Task requirements. Recast every line of the items below as a JSON list of strings, one string per line, leaving out blank lines.

-- start of Listed records --

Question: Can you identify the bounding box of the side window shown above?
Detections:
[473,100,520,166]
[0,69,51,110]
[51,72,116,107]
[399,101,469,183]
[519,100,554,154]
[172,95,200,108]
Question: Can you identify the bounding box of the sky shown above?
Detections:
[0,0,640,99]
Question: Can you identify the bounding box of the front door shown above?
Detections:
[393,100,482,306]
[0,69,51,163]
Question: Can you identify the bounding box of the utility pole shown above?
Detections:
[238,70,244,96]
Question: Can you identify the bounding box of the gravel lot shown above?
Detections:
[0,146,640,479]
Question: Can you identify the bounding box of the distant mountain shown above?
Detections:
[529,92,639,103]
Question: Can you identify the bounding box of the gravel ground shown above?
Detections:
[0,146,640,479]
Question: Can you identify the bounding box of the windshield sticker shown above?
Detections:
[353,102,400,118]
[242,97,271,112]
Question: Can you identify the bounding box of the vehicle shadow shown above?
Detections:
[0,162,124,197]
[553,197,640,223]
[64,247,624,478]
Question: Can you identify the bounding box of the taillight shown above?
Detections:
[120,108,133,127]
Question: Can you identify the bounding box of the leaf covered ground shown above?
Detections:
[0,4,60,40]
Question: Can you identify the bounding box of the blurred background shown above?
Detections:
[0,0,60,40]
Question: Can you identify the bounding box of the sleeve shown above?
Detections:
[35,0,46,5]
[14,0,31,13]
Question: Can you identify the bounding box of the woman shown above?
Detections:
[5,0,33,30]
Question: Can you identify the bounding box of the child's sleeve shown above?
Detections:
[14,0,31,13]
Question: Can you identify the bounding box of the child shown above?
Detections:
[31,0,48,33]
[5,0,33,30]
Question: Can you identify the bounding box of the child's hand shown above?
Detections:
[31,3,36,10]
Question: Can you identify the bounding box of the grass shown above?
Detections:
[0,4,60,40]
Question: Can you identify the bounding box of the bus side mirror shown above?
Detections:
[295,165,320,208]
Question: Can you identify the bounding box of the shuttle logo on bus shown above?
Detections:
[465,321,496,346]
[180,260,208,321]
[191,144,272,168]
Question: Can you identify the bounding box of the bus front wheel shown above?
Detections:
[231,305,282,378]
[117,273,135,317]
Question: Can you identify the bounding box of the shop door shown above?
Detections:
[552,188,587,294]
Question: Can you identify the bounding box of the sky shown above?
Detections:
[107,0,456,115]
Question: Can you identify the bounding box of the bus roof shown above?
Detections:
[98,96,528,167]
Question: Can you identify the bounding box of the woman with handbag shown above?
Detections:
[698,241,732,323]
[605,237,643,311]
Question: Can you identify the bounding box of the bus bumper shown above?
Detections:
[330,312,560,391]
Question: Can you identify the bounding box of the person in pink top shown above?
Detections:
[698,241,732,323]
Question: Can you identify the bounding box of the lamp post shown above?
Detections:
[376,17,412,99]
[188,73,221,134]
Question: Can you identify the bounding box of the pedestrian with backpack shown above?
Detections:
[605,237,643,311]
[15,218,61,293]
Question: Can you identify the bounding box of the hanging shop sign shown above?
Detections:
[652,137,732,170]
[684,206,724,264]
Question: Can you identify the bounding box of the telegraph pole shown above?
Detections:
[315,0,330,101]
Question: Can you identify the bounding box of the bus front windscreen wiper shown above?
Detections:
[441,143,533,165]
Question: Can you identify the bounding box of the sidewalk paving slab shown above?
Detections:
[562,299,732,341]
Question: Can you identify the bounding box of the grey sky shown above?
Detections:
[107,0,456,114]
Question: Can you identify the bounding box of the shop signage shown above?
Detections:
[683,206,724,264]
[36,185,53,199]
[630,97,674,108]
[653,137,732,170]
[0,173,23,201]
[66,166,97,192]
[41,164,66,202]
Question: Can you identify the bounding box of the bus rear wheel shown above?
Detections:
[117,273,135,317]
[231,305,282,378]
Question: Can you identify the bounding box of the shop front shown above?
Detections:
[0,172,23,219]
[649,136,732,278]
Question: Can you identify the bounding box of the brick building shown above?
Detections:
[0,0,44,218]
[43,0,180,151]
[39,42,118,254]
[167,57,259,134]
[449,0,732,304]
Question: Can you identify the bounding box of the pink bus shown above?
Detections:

-- end of Listed records --

Written solution.
[
  "Question: Can you identify the bounding box of the side window shown above?",
  "Detections:",
  "[473,100,520,166]",
  "[0,69,51,110]",
  "[51,72,116,107]",
  "[399,101,469,183]",
  "[519,100,554,154]",
  "[172,95,200,108]",
  "Question: Can you identify the bounding box of the sky shown above?",
  "Detections:",
  "[0,0,640,99]",
  "Question: Can you identify the bounding box of the front door shown above?",
  "Detections:",
  "[393,100,482,306]",
  "[0,69,51,163]",
  "Question: Can you identify the bounding box of the utility pole shown above?",
  "Detections:",
  "[238,70,244,96]",
  "Question: Can you identify the bounding box of the gravel lot shown above?",
  "Detections:",
  "[0,146,640,479]",
  "Question: Can you identify the bounding box of the distant mountain shown above?",
  "Detections:",
  "[529,92,639,103]",
  "Question: Can you identify the bounding box of the gravel ground shown above?",
  "Detections:",
  "[0,146,640,479]",
  "Question: Can you identify the bounding box of the windshield sticker shown above?",
  "Detections:",
  "[353,102,400,118]",
  "[242,97,271,112]",
  "Question: Can you identify the bounding box of the vehicle shadow shown above?",
  "Detections:",
  "[0,162,124,197]",
  "[553,197,640,223]",
  "[64,247,624,478]",
  "Question: Can you identify the bounding box of the taillight shown above?",
  "Detections:",
  "[120,108,133,127]",
  "Question: Can you identify the bounding box of the leaf covered ground shown above?",
  "Detections:",
  "[0,4,60,40]",
  "Question: Can you identify the bounding box of the blurred background shown above?",
  "Detections:",
  "[0,0,60,40]",
  "Question: Can you identify the bounding box of the sleeve shown above?",
  "Detections:",
  "[35,0,46,5]",
  "[14,0,31,13]",
  "Question: Can you identify the bounding box of the woman shown above?",
  "Detections:",
  "[5,0,33,30]",
  "Question: Can you identify the bounding box of the child's sleeve shown above?",
  "Detections:",
  "[14,0,31,13]",
  "Question: Can you identify the bounding box of the child shown above?",
  "Detections:",
  "[31,0,48,33]",
  "[5,0,33,30]",
  "Question: Can you identify the bounding box of the child's hand shown above?",
  "Detections:",
  "[31,3,36,10]",
  "Question: Can you identify the bounding box of the grass shown above?",
  "Detections:",
  "[0,4,60,40]",
  "Question: Can you identify the bounding box of the bus side mirror shown above?",
  "Detections:",
  "[295,165,320,208]",
  "Question: Can you identify the bounding box of the shuttle logo on bus shown above?",
  "Detections:",
  "[465,321,496,346]",
  "[180,260,208,321]",
  "[191,144,272,168]",
  "Question: Can you identify the bounding box of the bus front wheel shown above?",
  "Detections:",
  "[231,305,282,378]",
  "[117,273,135,317]",
  "Question: Can you identify the bounding box of the shop door shown above?",
  "Detections:",
  "[552,188,587,294]",
  "Question: Can you identify the bounding box of the sky shown above?",
  "Detections:",
  "[107,0,456,115]",
  "Question: Can you identify the bounding box of the bus roof shown above?",
  "Detections:",
  "[98,96,528,167]",
  "Question: Can you identify the bounding box of the woman with handbag shown above?",
  "Detections:",
  "[698,241,732,323]",
  "[605,237,643,311]",
  "Question: Can you identify the bounding box of the bus bumper shown above?",
  "Detections:",
  "[330,312,560,391]",
  "Question: Can you identify the bounding box of the person in pink top shown above?",
  "Detections:",
  "[698,241,732,323]",
  "Question: Can you identify the bounding box of the lamp post shown above?",
  "Detections:",
  "[376,17,412,99]",
  "[188,73,221,134]",
  "Question: Can you identify the bounding box of the pedestrian with backpack shown above?",
  "Detections:",
  "[605,237,643,311]",
  "[15,218,61,293]",
  "Question: Can you identify the bounding box of the hanging shop sign shown above?",
  "Detections:",
  "[652,137,732,170]",
  "[684,206,724,264]",
  "Question: Can you identify the bounding box of the telegraph pole shown above?",
  "Detections:",
  "[315,0,330,101]",
  "Question: Can you identify the bounding box of the bus front windscreen wiper shown above?",
  "Detections:",
  "[441,143,533,165]",
  "Question: Can you identify the bounding box of the sidewalk paving slab shown above?",
  "Detections:",
  "[562,299,732,341]",
  "Question: Can you identify the bounding box of the grey sky shown above?",
  "Detections:",
  "[107,0,456,114]",
  "Question: Can you identify the bounding box of the shop signage shown above?",
  "Detections:",
  "[683,206,724,264]",
  "[36,185,53,199]",
  "[630,97,674,108]",
  "[653,137,732,170]",
  "[0,173,23,201]",
  "[66,166,97,192]",
  "[41,164,66,202]",
  "Question: Can you identify the bounding box of the bus rear wheel shown above?",
  "Detections:",
  "[117,273,135,317]",
  "[231,305,282,378]",
  "Question: Can you identify the bounding box of the shop front shown above?",
  "Detections:",
  "[0,172,23,219]",
  "[649,136,732,278]",
  "Question: Can you identify the bounding box of the brick building shown above?",
  "Detections:",
  "[0,0,44,218]",
  "[43,0,180,151]",
  "[39,42,118,254]",
  "[167,57,259,134]",
  "[449,0,732,304]",
  "Question: Can you identify the bounding box of the pink bus shown above?",
  "Detections:"
]